> _What you should do_
Please rewrite the stretch of the records from the line containing "</instance>" through the line containing "rough mask: <svg", changing "positive clicks" to "foreground clicks" and keeping everything else the same. Give only those lines.

Dataset items

• • •

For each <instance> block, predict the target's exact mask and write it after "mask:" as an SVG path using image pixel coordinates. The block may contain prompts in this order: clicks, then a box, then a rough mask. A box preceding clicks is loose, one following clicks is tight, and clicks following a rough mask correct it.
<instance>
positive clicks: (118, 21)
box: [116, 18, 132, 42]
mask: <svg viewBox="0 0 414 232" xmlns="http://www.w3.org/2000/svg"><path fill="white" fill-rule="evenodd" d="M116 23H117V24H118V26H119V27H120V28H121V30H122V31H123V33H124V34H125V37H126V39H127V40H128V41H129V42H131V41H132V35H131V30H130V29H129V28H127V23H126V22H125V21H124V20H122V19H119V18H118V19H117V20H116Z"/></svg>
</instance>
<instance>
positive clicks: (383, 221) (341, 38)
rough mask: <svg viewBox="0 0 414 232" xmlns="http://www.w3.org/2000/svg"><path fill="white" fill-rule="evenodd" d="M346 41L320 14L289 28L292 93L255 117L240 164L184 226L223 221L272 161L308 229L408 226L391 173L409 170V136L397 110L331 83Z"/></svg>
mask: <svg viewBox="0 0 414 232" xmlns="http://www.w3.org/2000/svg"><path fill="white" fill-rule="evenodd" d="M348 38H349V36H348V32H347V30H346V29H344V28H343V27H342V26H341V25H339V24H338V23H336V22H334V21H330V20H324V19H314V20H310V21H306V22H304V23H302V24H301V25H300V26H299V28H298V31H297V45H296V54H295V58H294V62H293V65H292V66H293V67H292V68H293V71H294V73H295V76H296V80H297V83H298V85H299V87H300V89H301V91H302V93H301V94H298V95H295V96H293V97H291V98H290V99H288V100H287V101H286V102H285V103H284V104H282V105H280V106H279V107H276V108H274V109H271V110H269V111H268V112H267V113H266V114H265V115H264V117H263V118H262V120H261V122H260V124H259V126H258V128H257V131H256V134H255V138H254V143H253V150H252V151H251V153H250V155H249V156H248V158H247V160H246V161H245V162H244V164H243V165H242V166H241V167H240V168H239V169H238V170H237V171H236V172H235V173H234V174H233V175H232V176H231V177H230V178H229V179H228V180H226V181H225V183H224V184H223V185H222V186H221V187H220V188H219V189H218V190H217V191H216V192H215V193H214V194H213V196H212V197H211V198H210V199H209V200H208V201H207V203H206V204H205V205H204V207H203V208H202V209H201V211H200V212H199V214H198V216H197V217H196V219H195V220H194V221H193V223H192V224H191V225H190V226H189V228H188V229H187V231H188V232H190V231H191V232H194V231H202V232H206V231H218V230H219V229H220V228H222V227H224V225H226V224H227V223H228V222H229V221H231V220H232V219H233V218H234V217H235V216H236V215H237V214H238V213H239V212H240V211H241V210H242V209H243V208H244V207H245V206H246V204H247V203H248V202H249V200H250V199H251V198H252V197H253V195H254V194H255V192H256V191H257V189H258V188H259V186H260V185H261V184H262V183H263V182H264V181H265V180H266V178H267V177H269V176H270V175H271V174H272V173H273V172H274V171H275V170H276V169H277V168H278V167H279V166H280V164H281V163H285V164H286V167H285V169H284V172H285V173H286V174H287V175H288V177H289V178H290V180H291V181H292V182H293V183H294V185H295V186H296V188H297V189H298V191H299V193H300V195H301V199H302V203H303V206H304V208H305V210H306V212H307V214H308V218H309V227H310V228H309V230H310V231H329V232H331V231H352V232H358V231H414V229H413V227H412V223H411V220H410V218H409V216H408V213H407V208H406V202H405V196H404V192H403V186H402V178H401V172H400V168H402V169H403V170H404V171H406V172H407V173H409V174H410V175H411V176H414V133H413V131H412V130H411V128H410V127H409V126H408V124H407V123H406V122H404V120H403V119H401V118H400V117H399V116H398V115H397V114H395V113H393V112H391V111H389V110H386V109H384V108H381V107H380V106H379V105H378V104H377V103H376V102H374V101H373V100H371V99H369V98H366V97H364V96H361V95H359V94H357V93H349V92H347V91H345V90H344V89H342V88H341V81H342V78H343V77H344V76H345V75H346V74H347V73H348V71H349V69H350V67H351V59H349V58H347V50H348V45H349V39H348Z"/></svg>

• • •

> _Output of the exercise_
</instance>
<instance>
foreground clicks: (383, 221) (341, 38)
rough mask: <svg viewBox="0 0 414 232" xmlns="http://www.w3.org/2000/svg"><path fill="white" fill-rule="evenodd" d="M346 41L320 14L289 28L292 93L255 117L240 164L184 226L223 221L272 161L308 229L408 226L391 173L409 170V136L397 110L331 83Z"/></svg>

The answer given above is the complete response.